• ENTRIES SUPPLIED
%%

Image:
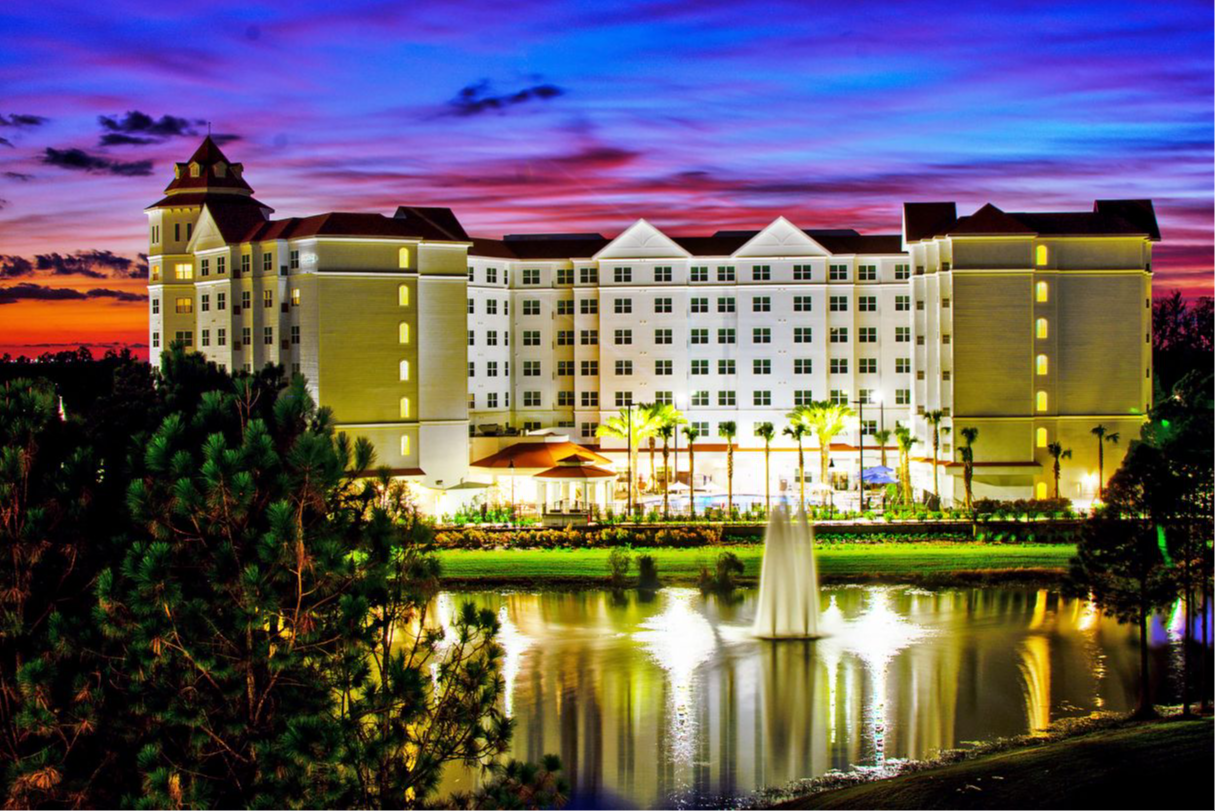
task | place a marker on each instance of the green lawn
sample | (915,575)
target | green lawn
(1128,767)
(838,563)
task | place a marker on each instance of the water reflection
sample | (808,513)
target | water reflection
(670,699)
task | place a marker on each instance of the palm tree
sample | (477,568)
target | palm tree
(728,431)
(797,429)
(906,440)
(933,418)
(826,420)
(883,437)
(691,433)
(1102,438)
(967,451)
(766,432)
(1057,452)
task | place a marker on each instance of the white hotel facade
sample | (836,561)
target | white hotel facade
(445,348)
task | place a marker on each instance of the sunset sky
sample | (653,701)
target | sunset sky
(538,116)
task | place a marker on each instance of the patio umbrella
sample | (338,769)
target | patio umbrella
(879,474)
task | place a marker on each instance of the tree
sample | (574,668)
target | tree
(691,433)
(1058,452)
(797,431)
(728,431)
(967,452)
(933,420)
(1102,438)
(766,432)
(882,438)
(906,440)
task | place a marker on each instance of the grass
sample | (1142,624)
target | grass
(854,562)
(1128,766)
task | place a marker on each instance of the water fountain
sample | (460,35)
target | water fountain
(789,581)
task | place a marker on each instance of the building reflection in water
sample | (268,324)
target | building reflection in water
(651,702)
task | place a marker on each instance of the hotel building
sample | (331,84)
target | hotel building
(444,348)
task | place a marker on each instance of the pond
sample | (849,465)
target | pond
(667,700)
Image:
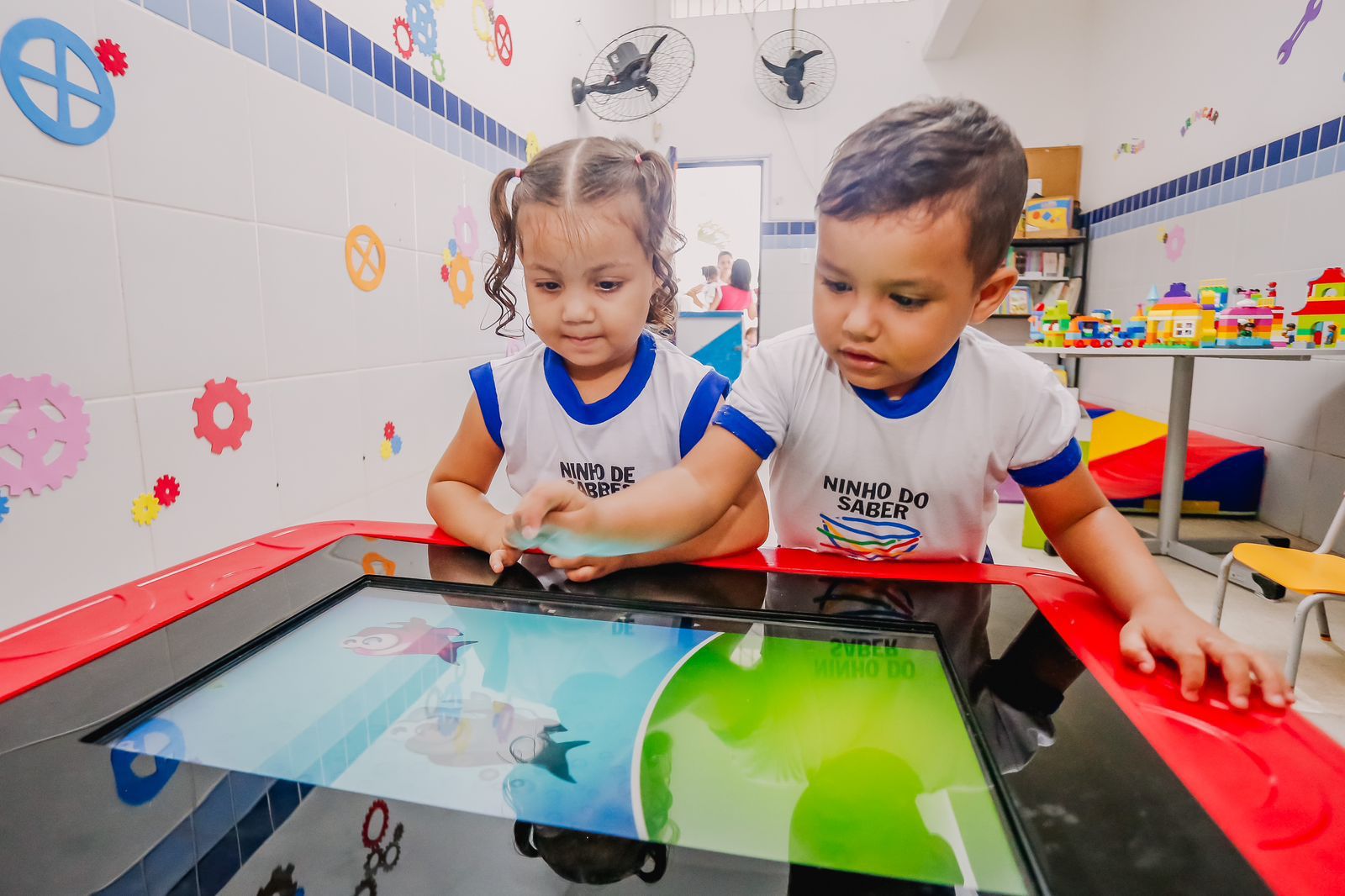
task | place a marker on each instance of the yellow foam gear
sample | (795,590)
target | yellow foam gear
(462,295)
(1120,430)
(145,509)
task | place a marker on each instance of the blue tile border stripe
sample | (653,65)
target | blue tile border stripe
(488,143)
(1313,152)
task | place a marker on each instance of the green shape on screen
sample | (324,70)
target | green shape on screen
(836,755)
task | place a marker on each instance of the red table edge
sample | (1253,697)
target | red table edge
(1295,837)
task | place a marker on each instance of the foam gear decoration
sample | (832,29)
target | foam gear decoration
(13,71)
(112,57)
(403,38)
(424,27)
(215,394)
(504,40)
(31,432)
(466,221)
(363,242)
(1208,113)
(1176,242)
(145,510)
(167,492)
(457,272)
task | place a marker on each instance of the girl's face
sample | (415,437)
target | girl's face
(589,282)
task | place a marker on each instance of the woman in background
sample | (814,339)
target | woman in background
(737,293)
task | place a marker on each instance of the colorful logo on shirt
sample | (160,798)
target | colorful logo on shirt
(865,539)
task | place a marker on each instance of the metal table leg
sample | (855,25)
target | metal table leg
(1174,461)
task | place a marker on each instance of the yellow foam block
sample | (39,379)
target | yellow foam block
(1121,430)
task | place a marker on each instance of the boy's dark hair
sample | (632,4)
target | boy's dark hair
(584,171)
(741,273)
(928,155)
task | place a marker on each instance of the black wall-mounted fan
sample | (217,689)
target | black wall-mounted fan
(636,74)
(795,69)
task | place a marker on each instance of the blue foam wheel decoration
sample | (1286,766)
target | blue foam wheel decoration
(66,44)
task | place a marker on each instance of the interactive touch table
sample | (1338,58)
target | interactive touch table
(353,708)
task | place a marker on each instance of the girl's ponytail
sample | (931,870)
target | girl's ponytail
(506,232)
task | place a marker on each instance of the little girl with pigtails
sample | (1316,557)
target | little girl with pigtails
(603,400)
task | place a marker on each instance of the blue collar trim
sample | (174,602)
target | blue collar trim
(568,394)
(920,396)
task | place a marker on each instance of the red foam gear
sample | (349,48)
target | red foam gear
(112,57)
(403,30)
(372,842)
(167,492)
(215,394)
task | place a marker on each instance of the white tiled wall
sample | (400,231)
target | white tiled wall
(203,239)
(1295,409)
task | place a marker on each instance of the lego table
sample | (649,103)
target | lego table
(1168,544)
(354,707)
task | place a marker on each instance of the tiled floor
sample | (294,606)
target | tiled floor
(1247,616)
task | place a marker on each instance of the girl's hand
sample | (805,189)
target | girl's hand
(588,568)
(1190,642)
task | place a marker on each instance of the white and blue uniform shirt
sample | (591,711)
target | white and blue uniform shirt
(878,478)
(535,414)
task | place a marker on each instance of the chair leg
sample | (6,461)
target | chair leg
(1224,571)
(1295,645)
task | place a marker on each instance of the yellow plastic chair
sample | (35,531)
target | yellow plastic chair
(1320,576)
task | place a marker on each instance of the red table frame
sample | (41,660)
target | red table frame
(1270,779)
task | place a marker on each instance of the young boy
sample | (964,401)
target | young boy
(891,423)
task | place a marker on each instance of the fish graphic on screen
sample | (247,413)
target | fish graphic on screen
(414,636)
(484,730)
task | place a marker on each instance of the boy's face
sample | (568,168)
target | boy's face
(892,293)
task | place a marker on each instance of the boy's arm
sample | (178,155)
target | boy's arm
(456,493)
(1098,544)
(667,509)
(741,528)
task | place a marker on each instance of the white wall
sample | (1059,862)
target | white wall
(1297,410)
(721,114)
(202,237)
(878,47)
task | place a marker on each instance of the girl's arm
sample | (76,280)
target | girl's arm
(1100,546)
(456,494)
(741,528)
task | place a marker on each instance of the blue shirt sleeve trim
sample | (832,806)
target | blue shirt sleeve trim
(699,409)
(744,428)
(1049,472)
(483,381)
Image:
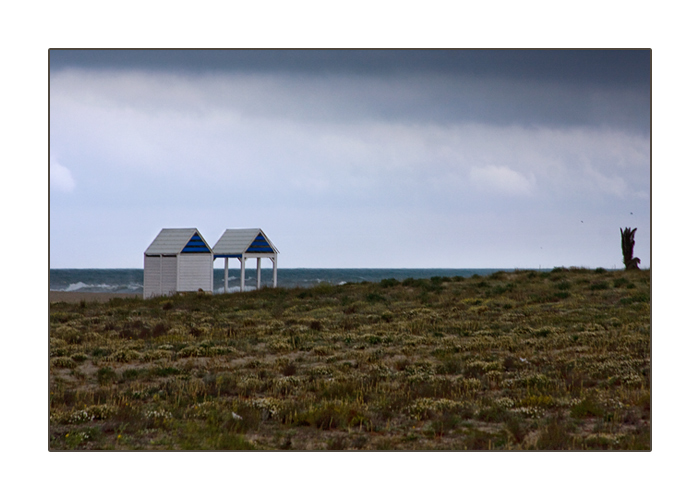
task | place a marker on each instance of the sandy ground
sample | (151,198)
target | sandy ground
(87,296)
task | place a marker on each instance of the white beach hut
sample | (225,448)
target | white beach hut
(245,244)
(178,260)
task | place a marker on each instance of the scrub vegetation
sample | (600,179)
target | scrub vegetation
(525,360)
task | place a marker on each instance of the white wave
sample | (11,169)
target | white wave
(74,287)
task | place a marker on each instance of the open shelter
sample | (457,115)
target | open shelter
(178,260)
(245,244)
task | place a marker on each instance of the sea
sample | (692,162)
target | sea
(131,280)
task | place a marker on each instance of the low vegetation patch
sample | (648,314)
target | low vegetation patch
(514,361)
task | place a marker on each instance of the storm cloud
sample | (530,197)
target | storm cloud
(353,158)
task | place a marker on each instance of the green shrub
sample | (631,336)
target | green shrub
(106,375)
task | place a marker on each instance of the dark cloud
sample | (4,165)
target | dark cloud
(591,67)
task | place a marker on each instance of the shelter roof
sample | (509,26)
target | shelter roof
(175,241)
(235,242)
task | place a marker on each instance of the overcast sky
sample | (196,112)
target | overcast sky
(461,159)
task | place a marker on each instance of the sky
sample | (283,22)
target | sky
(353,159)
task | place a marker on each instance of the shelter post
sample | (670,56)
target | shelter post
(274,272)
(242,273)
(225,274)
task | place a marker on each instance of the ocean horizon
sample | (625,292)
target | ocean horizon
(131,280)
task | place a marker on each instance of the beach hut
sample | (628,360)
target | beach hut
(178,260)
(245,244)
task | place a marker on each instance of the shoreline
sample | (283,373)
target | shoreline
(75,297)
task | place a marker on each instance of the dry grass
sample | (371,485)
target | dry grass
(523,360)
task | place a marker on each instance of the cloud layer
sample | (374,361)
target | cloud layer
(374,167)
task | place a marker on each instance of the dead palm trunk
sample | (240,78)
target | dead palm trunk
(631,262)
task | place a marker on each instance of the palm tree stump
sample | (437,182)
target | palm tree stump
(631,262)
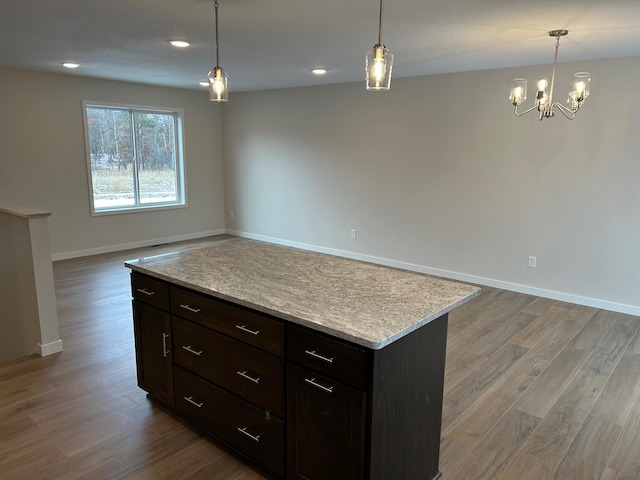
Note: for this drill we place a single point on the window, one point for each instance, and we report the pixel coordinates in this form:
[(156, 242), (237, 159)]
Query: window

%%

• TASK
Restate all the material verbatim; omit every picture.

• TASK RESULT
Image:
task | place a marker on each instance of the green lawn
sample | (915,575)
target | green lawn
(1128,767)
(838,563)
task | place a marker on each instance of the water reflection
sample | (808,513)
target | water reflection
(670,699)
task | place a marker on each instance of the palm tree
sample | (477,568)
target | palm tree
(728,431)
(797,429)
(906,440)
(933,418)
(826,420)
(883,437)
(691,433)
(1102,438)
(967,451)
(766,432)
(1057,452)
task | place a marker on each instance of the white hotel facade
sample | (836,561)
target | white hotel facade
(445,348)
task | place a marker on each instance of the sunset sky
sample | (653,701)
target | sunset sky
(538,116)
task | place a marker on each instance of the patio umbrella
sample | (338,769)
target | patio umbrella
(879,474)
task | place a marker on each instance of the tree
sample | (574,668)
target | tree
(691,433)
(1058,452)
(797,431)
(728,431)
(967,452)
(933,420)
(1102,438)
(766,432)
(882,438)
(906,440)
task | place a marker on each instance of the grass
sample | (1142,624)
target | grass
(854,562)
(1128,766)
task | place a marker on each instance of the water fountain
sample | (460,35)
target | water fountain
(789,581)
task | place a marker on each instance of the building reflection in water
sample | (268,324)
target | building reflection in water
(651,702)
task | place a marker on each instance of the hotel building
sample | (331,84)
target | hotel building
(444,348)
task | place a marker on each instance of the pond
sample | (849,465)
target | pond
(667,700)
Image:
task | place a marker on each instance of the yellow foam gear
sample | (795,590)
target | yellow foam gear
(462,295)
(1120,430)
(145,509)
task | place a marker on each instance of the blue tile border stripe
sample | (653,65)
target | blue tile border stripe
(488,143)
(1313,152)
task | place a marker on each instance of the green shape on screen
sample | (324,70)
target | green shape on screen
(836,755)
task | place a marker on each instance of the red table edge
sample | (1253,697)
target | red table edge
(1295,837)
task | place a marker on each instance of the foam gear decoration
sample | (832,29)
target | foam gear decoration
(13,71)
(112,57)
(403,38)
(424,27)
(215,394)
(504,40)
(31,432)
(466,221)
(363,242)
(1208,113)
(1176,242)
(145,510)
(167,492)
(457,272)
task | place a marker on each instance of the girl's face
sample | (415,437)
target | girl's face
(589,282)
task | place a marker on each instance of the woman in background
sample | (814,339)
target | woman in background
(737,293)
task | place a marker on each instance of the colorful logo on shirt
sample | (160,798)
target | colorful logo on shirt
(865,539)
task | place a marker on each instance of the metal table leg
sample | (855,25)
target | metal table leg
(1174,461)
task | place a marker on each instance of the yellow foam block
sample | (39,379)
target | yellow foam block
(1121,430)
task | place a marker on each instance of the boy's dark hair
sample | (632,4)
target | boy's dark hair
(584,171)
(741,273)
(928,155)
task | place a marker on each instance of the black wall-mounted fan
sample | (217,689)
target | black wall-mounted fan
(636,74)
(795,69)
task | place a marker on each instance of the blue foam wheel decoration
sample | (1286,766)
target | blue foam wheel decoration
(66,44)
task | place a marker on each instance of the interactive touch table
sample | (1338,58)
target | interactive touch table
(353,708)
task | place a marker on each instance of the girl's ponytail
sample | (931,870)
target | girl's ponytail
(506,232)
task | place a marker on each instance of the little girl with pigtails
sample | (1316,557)
target | little girl with pigtails
(603,400)
task | place a marker on each instance of the blue collar trim
sample | (174,602)
target | blue collar trim
(568,394)
(920,396)
task | place a marker on each instance of the red foam gear
sample | (349,48)
target | red foam gear
(112,57)
(403,30)
(372,842)
(167,492)
(215,394)
task | place a marker on each instance of the white tiled wall
sample | (400,231)
target | white tiled wall
(203,239)
(1295,409)
task | place a marker on each instance of the lego table
sample | (649,103)
target | lego table
(1168,544)
(354,707)
task | place a marker on each instance of the tiled floor
sample | (294,606)
target | tiled floor
(1247,616)
task | place a marker on each instance of the girl's hand
sample | (805,189)
target | girl's hand
(588,568)
(1190,642)
task | place a marker on each instance of the white and blue uniform shirt
sample | (591,711)
target | white and blue uniform shirt
(878,478)
(535,414)
task | place a marker on each instance of the chair leg
sample | (6,461)
target | chair leg
(1224,571)
(1295,645)
task | place a marker on each instance of the yellow plastic chair
sample | (35,531)
target | yellow plastic chair
(1320,576)
task | place a marker on each instance of the red table frame
sample | (41,660)
target | red table frame
(1270,779)
task | place a marker on each instance of the young boy
sample | (964,401)
target | young boy
(891,423)
task | place a marker on each instance of the fish graphic on screen
sample | (247,413)
target | fish graphic on screen
(414,636)
(484,730)
task | place a marker on each instance of the boy's face
sample | (568,168)
target | boy's face
(892,293)
task | place a marker on each instance of the boy's arm
sample | (178,155)
target | boy's arm
(456,493)
(1098,544)
(667,509)
(741,528)
task | place a marker on each instance of the white wall
sample | (1059,862)
target | white wall
(1297,410)
(721,114)
(202,237)
(878,47)
task | place a marker on each instance of the girl's arm
sample | (76,280)
target | girl's arm
(1100,546)
(456,494)
(741,528)
task | place a marker on each instance of the blue shirt sleeve trim
sample | (832,806)
target | blue shirt sleeve trim
(699,409)
(744,428)
(1049,472)
(483,381)
Image:
task | place a marker on each instance of the sandy ground
sample | (151,198)
target | sandy ground
(87,296)
task | place a marker on each instance of the white beach hut
sample | (225,448)
target | white beach hut
(245,244)
(178,260)
task | place a marker on each instance of the scrub vegetation
sample | (600,179)
target | scrub vegetation
(525,360)
task | place a marker on each instance of the white wave
sample | (11,169)
target | white wave
(74,287)
task | place a marker on each instance of the open shelter
sample | (457,115)
target | open shelter
(178,260)
(245,244)
task | place a marker on each instance of the sea
sample | (692,162)
target | sea
(131,280)
task | place a marker on each instance of the low vegetation patch
sample | (648,314)
target | low vegetation patch
(514,361)
task | place a marker on each instance of the storm cloud
sample | (530,197)
target | storm cloud
(353,158)
task | place a marker on each instance of the green shrub
sample | (631,336)
target | green shrub
(106,375)
task | place a marker on each instance of the dark cloud
sample | (4,165)
target | dark cloud
(591,67)
task | place a marker on each instance of the shelter roof
sample | (509,26)
target | shelter roof
(175,241)
(235,242)
task | place a marker on each instance of the overcast sky
sample | (196,112)
target | overcast sky
(461,159)
task | place a marker on each instance of the sky
sample | (283,22)
target | sky
(353,159)
task | place a marker on each instance of the shelter post
sample | (670,56)
target | shelter post
(274,272)
(242,273)
(225,274)
task | place a marker on each instance of the ocean horizon
sample | (625,292)
target | ocean horizon
(131,280)
task | place a marker on each instance of the beach hut
sample | (628,360)
target | beach hut
(178,260)
(245,244)
task | place a marker on each instance of the shoreline
sample | (283,373)
target | shoreline
(75,297)
task | place a marker on each instance of the dry grass
sample | (371,485)
target | dry grass
(523,360)
task | place a marker on each instance of the cloud layer
sample | (374,361)
target | cloud layer
(374,167)
task | place a marker on each instance of the dead palm trunk
sample | (240,78)
target | dead palm trunk
(631,262)
task | place a marker on each instance of the palm tree stump
sample | (437,182)
target | palm tree stump
(631,262)
Note: for this drill we place a single point on the window, one point for each instance, and we report the pixel coordinates in this form:
[(156, 242), (237, 159)]
Query: window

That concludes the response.